(Beginning of Excerpt)

Born into bondage in New York, escaped slave Sojourner Truth was a renowned champion for abolition, women's rights, temperance, and prison reform during the 19th Century.

Acclaimed abolitionist and women's rights supporter Sojourner Truth was born into slavery as Isabella Baumfree sometime between 1797 and 1800 in Ulster County, New York. She was the second youngest of James and Betsey Baumfree's ten to twelve children. Like the rest of her family, Isabella (also known as Belle) was the "property" of one Colonel Hardenbergh (Ardinburgh). As a youngster, she knew only about one half of her siblings because the rest were sold to other slaveholders before she was old enough to remember them.

Early in Baumfree's life, Colonel Hardenbergh died and left her family to his son Charles. When the son died in 1806, John Neely, who lived in Ulster County near Kingston, New York, acquired nine-year-old Baumfree at auction, along with a flock of sheep, for $100. Two years later, Martinus Schryver (Scriver), a fisherman and tavern owner who lived near Kingston, purchased Baumfree from Neely for $105. In 1810, John J. Dumont, from Ulster County, purchased Baumfree from Schryver. She remained in Dumont's service for sixteen years. During that time, in 1815, Dumont forced Baumfree to marry another slave named Thomas, and she subsequently gave birth to five children.

(End of Excerpt)
(Beginning of Information supplied)

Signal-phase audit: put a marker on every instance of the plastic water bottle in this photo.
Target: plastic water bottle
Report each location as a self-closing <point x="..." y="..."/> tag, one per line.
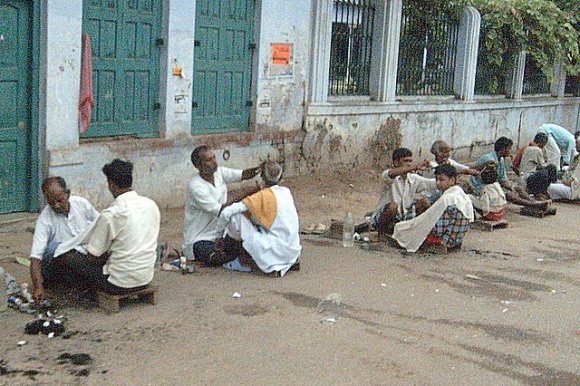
<point x="3" y="300"/>
<point x="348" y="231"/>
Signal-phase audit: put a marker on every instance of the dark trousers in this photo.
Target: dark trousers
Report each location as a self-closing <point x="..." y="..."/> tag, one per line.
<point x="73" y="270"/>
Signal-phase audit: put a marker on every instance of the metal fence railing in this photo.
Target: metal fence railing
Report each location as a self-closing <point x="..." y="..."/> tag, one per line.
<point x="535" y="82"/>
<point x="427" y="51"/>
<point x="489" y="81"/>
<point x="351" y="46"/>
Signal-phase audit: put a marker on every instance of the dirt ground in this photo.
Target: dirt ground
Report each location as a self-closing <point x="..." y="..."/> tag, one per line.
<point x="504" y="310"/>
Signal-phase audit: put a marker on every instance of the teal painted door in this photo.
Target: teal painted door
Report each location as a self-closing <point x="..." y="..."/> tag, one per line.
<point x="222" y="65"/>
<point x="15" y="116"/>
<point x="125" y="65"/>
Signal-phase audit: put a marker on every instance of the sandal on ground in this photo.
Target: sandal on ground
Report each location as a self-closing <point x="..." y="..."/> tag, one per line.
<point x="236" y="266"/>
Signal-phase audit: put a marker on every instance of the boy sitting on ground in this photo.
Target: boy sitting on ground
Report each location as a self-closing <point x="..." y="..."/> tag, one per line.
<point x="401" y="184"/>
<point x="442" y="152"/>
<point x="445" y="222"/>
<point x="491" y="202"/>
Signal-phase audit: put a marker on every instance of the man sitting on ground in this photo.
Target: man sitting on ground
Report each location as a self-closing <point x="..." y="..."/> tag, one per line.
<point x="534" y="170"/>
<point x="569" y="187"/>
<point x="445" y="222"/>
<point x="491" y="201"/>
<point x="442" y="151"/>
<point x="266" y="224"/>
<point x="401" y="184"/>
<point x="207" y="195"/>
<point x="514" y="194"/>
<point x="64" y="218"/>
<point x="122" y="245"/>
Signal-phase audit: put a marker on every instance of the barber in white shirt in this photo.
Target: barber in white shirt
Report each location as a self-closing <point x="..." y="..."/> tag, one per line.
<point x="62" y="219"/>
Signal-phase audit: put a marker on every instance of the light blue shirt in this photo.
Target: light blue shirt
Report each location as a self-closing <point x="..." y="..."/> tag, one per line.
<point x="501" y="170"/>
<point x="563" y="138"/>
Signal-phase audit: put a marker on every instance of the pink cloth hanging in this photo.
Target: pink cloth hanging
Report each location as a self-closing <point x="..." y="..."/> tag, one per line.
<point x="86" y="101"/>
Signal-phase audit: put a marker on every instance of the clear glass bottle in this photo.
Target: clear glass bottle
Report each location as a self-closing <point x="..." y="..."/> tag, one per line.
<point x="348" y="231"/>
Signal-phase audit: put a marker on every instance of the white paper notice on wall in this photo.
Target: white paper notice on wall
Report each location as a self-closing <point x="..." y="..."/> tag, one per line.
<point x="281" y="61"/>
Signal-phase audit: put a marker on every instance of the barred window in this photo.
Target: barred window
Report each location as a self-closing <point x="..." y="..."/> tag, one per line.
<point x="535" y="82"/>
<point x="427" y="50"/>
<point x="351" y="45"/>
<point x="488" y="81"/>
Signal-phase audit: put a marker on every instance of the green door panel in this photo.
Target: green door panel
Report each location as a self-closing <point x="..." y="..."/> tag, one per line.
<point x="125" y="65"/>
<point x="15" y="96"/>
<point x="222" y="65"/>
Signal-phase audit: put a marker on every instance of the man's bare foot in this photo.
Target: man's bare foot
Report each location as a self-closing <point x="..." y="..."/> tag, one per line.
<point x="542" y="205"/>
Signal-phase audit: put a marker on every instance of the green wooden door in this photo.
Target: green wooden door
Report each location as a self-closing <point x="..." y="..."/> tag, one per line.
<point x="125" y="65"/>
<point x="222" y="65"/>
<point x="15" y="96"/>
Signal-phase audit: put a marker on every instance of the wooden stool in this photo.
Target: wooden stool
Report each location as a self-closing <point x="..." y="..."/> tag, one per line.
<point x="111" y="303"/>
<point x="535" y="212"/>
<point x="490" y="225"/>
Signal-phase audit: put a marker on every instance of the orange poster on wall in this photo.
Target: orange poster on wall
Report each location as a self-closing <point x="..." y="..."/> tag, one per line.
<point x="281" y="54"/>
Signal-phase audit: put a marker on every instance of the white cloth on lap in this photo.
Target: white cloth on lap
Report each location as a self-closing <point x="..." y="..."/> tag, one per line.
<point x="410" y="234"/>
<point x="51" y="226"/>
<point x="276" y="249"/>
<point x="491" y="199"/>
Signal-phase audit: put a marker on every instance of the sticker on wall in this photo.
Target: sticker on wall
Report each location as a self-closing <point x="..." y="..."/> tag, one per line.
<point x="281" y="63"/>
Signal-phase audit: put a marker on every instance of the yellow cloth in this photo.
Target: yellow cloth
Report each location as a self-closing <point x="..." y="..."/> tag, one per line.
<point x="263" y="207"/>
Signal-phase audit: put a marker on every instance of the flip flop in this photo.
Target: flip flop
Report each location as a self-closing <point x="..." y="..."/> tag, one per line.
<point x="236" y="266"/>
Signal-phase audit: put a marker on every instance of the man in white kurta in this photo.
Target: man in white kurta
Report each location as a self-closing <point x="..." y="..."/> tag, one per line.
<point x="62" y="220"/>
<point x="447" y="219"/>
<point x="267" y="225"/>
<point x="206" y="196"/>
<point x="122" y="245"/>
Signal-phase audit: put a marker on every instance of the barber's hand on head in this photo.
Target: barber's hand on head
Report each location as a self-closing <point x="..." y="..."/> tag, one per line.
<point x="472" y="172"/>
<point x="423" y="166"/>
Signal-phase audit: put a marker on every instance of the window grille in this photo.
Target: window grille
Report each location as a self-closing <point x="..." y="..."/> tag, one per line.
<point x="488" y="81"/>
<point x="351" y="45"/>
<point x="427" y="51"/>
<point x="572" y="85"/>
<point x="535" y="82"/>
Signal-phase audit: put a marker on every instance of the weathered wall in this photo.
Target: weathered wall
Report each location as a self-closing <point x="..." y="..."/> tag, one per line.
<point x="280" y="98"/>
<point x="363" y="133"/>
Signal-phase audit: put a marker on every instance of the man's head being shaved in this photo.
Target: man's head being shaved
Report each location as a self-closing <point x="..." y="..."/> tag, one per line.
<point x="272" y="173"/>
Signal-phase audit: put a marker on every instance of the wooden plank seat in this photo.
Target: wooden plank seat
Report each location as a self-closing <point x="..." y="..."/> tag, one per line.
<point x="112" y="303"/>
<point x="535" y="212"/>
<point x="490" y="225"/>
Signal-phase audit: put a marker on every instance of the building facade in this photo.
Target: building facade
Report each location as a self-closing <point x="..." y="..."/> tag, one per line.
<point x="315" y="84"/>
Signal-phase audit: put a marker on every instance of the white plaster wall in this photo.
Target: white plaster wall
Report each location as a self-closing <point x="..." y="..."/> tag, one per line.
<point x="176" y="91"/>
<point x="63" y="26"/>
<point x="280" y="99"/>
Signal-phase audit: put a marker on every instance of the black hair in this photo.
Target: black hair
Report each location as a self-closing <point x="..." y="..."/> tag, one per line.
<point x="541" y="138"/>
<point x="120" y="172"/>
<point x="196" y="154"/>
<point x="489" y="175"/>
<point x="56" y="179"/>
<point x="446" y="169"/>
<point x="401" y="152"/>
<point x="502" y="143"/>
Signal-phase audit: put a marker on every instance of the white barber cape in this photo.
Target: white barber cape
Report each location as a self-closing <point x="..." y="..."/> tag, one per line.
<point x="410" y="234"/>
<point x="272" y="250"/>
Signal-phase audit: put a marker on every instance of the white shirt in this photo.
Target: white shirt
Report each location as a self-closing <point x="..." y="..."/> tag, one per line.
<point x="202" y="207"/>
<point x="532" y="159"/>
<point x="403" y="192"/>
<point x="128" y="229"/>
<point x="51" y="226"/>
<point x="431" y="172"/>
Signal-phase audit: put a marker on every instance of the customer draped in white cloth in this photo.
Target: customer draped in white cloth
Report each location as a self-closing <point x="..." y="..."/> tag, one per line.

(End of Information supplied)

◆ **Exercise aim**: Copy the Sojourner Truth passage, everything from "Born into bondage" down to "to remember them.", and change "Colonel Hardenbergh" to "Colonel Ardinburgh" each time it occurs.

◆ **Task result**:
Born into bondage in New York, escaped slave Sojourner Truth was a renowned champion for abolition, women's rights, temperance, and prison reform during the 19th Century.

Acclaimed abolitionist and women's rights supporter Sojourner Truth was born into slavery as Isabella Baumfree sometime between 1797 and 1800 in Ulster County, New York. She was the second youngest of James and Betsey Baumfree's ten to twelve children. Like the rest of her family, Isabella (also known as Belle) was the "property" of one Colonel Ardinburgh (Ardinburgh). As a youngster, she knew only about one half of her siblings because the rest were sold to other slaveholders before she was old enough to remember them.